Problem –
Scan the entries below for the word "window". Copy out every line in which it occurs.

Natural language region descriptions
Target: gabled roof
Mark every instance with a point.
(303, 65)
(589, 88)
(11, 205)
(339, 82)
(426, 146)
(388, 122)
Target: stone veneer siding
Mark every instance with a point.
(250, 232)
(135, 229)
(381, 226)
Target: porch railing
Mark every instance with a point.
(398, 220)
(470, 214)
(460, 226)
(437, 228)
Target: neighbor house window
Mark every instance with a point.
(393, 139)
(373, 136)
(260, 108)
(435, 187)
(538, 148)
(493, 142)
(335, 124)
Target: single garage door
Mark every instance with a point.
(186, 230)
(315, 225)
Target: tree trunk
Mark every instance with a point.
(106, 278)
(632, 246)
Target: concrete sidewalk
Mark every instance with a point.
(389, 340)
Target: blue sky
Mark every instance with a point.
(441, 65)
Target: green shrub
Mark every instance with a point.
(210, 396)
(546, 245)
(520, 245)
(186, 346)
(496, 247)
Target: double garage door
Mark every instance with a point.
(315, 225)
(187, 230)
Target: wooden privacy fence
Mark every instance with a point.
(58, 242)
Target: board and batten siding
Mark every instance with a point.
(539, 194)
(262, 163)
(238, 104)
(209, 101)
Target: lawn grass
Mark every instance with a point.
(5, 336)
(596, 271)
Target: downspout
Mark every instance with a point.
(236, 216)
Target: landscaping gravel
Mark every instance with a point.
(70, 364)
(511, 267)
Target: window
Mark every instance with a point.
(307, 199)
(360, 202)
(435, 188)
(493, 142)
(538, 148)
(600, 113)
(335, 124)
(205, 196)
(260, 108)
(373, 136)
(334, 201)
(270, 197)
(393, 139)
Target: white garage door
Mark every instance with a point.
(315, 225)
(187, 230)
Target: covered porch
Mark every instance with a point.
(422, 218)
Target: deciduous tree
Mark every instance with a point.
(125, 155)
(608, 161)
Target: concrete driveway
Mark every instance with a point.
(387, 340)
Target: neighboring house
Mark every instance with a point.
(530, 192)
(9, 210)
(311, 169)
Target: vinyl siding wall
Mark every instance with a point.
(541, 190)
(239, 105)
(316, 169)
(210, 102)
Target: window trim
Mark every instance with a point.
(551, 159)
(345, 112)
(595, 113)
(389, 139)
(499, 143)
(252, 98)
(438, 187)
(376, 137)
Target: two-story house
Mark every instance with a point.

Result for this exercise –
Target: neighbor house window
Target: window
Target: window trim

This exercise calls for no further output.